** GIVEN PASSAGE **

Python asyncio pipeline setup
Python asyncio can be quite tricky to work with. We'll look at constructing a very basic pipeline to help with those IO heavy jobs.
When dealing with a lot of IO a naive program will idle a lot, waiting on resources. Using Python asyncio a process can continue working on other parts of your program while it's waiting to, say, fetch something from disc. All the asyncio code can quickly clutter the most basic of programs, so I found it helpful to order the program into a clear pipeline if possible.
Here we will look at such a pipeline. Starting out with a few basic examples, and finishing with a more realistic use case.
Note that I've found that asyncio is only of use for IO bottlenecked programs.
Technically I think CPU heavy loads can be parallelized as well with ThreadPoolExecutor
, but I've never gotten any good results.
If you have a CPU heavy load I suggest you wrap the entire program in something else (multiprocessing)
or (if possible) switch to a language more suited for the task.
Basic setup
To start out, we'll look at a program that takes a string and changes it to upper case letter by letter.
It consists of
- Stage A, sends word, letter by letter
- Stage B, changes letter to uppercase and forwards it
- Stage C, accumulates result
Here's the code (see gist):
"""
Example program for basic asyncio pipeline.
Program takes string as input and converts it to upper case.
For sake of simplicity missing some "features", most notably error handling is absent.
Errors will silenty prevent program completion in many cases.
"""
import asyncio
from dataclasses import dataclass
@dataclass()
class DataAB:
letter: str
@dataclass()
class DataBC:
letter: str
upper: str
result = ""
async def do_stepA(queue_out, input):
for letter in input:
print(f'A, sending {letter}')
await queue_out.put(DataAB(letter))
async def do_stepB(queue_in, queue_out):
while True:
data: DataAB = await queue_in.get()

** YOUR TASK **
Pick up the asyncio pipeline walkthrough above at its final line and keep writing it from that point.

** DATA LINES **
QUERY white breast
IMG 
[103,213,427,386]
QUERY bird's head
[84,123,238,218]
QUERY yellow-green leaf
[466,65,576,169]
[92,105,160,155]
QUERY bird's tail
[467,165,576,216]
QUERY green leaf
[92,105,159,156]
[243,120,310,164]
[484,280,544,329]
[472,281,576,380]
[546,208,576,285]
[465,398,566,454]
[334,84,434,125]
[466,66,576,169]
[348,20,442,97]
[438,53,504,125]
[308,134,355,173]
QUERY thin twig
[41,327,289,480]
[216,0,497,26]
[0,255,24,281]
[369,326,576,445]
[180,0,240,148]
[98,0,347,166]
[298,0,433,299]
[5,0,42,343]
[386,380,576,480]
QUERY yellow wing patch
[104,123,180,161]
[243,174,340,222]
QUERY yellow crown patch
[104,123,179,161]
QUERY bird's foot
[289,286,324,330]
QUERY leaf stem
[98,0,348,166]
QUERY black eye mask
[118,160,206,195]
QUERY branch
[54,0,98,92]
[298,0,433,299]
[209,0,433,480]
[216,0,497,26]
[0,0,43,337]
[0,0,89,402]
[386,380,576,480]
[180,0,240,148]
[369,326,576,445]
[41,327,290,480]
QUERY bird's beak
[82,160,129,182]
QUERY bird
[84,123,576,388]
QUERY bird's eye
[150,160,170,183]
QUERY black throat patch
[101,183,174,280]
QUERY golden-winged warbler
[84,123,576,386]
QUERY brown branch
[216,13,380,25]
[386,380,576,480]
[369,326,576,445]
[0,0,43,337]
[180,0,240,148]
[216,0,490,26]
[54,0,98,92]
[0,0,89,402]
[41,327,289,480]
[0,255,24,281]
...
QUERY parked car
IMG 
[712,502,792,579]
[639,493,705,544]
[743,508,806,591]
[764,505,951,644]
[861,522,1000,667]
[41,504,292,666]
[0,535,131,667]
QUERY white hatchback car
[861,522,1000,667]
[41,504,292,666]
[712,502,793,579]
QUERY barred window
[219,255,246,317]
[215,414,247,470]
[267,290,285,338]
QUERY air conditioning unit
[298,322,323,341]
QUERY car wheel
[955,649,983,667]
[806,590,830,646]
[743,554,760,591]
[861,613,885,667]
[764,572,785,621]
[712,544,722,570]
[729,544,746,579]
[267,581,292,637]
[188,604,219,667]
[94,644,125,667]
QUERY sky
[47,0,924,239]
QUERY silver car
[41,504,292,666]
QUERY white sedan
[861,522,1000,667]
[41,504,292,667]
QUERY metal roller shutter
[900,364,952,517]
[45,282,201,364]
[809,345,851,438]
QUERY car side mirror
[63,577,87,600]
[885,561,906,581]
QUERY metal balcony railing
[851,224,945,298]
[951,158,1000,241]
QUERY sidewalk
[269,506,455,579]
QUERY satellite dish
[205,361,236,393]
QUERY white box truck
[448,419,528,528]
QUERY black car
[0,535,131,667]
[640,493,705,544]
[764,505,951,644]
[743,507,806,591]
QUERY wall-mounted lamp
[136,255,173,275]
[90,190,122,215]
...
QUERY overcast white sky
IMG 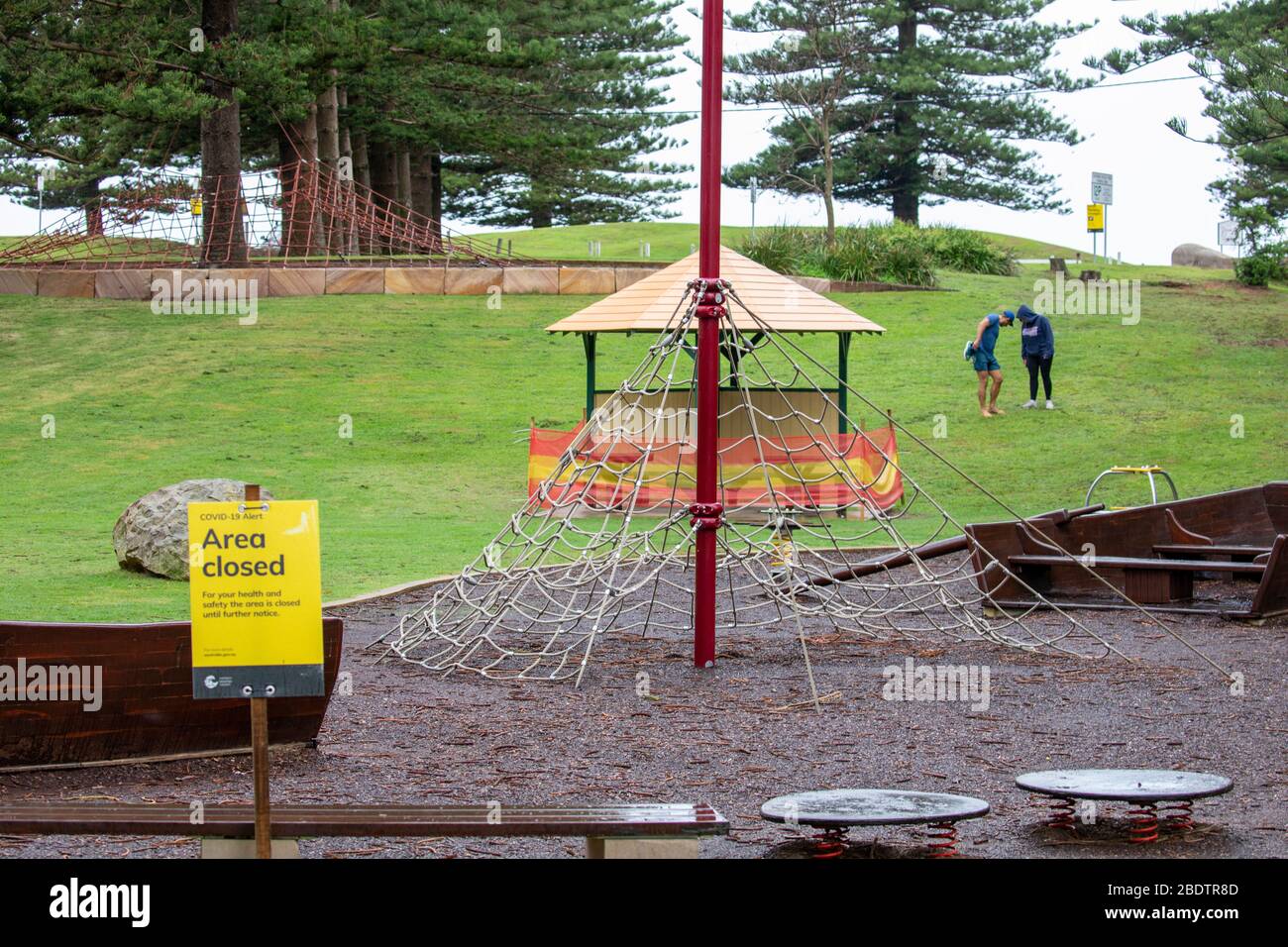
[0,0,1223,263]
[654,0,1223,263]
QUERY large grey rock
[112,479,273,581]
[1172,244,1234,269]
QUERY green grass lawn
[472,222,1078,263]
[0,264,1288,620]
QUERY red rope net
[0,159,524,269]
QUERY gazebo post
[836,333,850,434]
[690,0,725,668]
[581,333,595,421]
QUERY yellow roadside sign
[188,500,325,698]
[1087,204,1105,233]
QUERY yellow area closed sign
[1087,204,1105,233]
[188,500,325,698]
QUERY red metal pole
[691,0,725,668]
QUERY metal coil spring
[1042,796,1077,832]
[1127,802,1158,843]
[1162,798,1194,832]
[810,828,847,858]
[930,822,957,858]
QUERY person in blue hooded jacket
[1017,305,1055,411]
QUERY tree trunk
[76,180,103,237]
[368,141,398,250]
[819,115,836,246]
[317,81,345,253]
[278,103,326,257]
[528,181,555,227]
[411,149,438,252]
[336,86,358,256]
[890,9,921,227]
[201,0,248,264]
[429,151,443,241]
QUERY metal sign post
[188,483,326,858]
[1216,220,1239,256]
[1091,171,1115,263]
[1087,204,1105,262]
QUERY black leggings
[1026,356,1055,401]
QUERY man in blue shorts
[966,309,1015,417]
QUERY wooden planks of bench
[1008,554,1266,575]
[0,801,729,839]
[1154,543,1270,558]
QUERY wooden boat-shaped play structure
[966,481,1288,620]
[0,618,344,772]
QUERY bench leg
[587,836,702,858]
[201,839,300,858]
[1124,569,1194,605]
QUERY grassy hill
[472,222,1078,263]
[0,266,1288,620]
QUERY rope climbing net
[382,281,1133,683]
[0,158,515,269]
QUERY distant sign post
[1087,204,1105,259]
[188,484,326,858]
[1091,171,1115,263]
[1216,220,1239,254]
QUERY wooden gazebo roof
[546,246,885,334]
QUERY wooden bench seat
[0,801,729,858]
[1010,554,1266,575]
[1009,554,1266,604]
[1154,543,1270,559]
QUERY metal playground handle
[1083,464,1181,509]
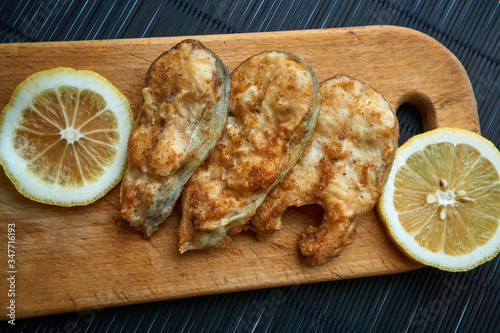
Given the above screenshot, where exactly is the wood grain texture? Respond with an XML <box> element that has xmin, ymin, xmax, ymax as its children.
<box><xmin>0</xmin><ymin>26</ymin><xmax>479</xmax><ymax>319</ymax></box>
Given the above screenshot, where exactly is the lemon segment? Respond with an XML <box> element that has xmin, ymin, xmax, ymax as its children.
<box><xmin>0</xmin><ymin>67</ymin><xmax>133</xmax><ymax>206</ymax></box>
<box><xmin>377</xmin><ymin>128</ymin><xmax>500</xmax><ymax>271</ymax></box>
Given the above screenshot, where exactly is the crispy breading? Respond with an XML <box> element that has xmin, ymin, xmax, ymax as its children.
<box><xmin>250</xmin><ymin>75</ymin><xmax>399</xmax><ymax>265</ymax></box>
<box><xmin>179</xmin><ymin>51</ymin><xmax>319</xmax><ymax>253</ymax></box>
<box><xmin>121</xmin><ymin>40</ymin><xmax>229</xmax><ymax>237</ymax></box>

** RESPONSE BELOW **
# perform actual step
letter = data.letter
upper = letter.upper()
print(f'B, processed {upper}')
await queue_out.put(DataBC(letter, upper))
queue_in.task_done()
async def do_stepC(queue_in):
global result
while True:
data: DataBC = await queue_in.get()
# perform actual step
letter = data.letter
upper = data.upper
print(f'C, {letter} changed to {upper}')
result += upper
queue_in.task_done()
async def main():
pipeline_in = 'hello world'
print(f'converting to upper case: {pipeline_in}')
queue_AB = asyncio.Queue()
queue_BC = asyncio.Queue()
stepA = asyncio.create_task(do_stepA(queue_AB, pipeline_in))
stepB = asyncio.create_task(do_stepB(queue_AB, queue_BC))
stepC = asyncio.create_task(do_stepC(queue_BC))
await stepA
print('step A done')
await queue_AB.join()
print('queue A - B done')
stepB.cancel() # no more date is going to show up at B
await queue_BC.join()
print('queue B - C done')
stepC.cancel() # no more date is going to show up at C
print(f'main complete, result: {result}')
asyncio.run(main())
print('program complete')
For the input "hello"
this program produces the following output:
converting to upper case: hello
A, sending h
A, sending e
A, sending l
A, sending l
A, sending o
B, processed H
B, processed E
B, processed L
B, processed L
B, processed O
C, h changed to H
C, e changed to E
C, l changed to L
C, l changed to L
C, o changed to O
step A done
queue A - B done
queue B - C done
main complete, result: HELLO
program complete
Note that every stage in te pipeline is serverd by a single task. And note that the input is passed through the pipeline in order.
Waiting
When we add a random sleep to the stages the output is less clean, but still ordered.
async def sleep_about(t: float):
sleep_s = t + 0.5 * random.random()
await asyncio.sleep(sleep_s)
async def do_stepA(queue_out, input):
for letter in input:
await sleep_about(0.1)
print(f'A, sending {letter}')
await queue_out.put(DataAB(letter))
async def do_stepB(queue_in, queue_out):
while True:
data: DataAB = await queue_in.get()
# perform actual step
letter = data.letter
upper = letter.upper()
await sleep_about(1)
print(f'B, processed {upper}')
await queue_out.put(DataBC(letter, upper))
queue_in.task_done()
The full program can be found here
For the input "hello"
the result now changes between runs, one such output is:
converting to upper case: hello
A, sending h
A, sending e
A, sending l
B, processed H
C, h changed to H
A, sending l
A, sending o
step A done
B, processed E
C, e changed to E
B, processed L
C, l changed to L
B, processed L
C, l changed to L
B, processed O
C, o changed to O
queue A - B done
queue B - C done
main complete, result: HELLO
program complete
Stage level concurrency
These example thus far have had a single task per stage. Even so for heavy IO programs you will likely see a speedup because there is still work available while waiting for IO. In certain cases it is possible to perform multiple of the same IO operations at the same time. Here it may pay of to run multiple tasks for the same stage.
Task B for example can be served by 3 tasks using:
async def main():
...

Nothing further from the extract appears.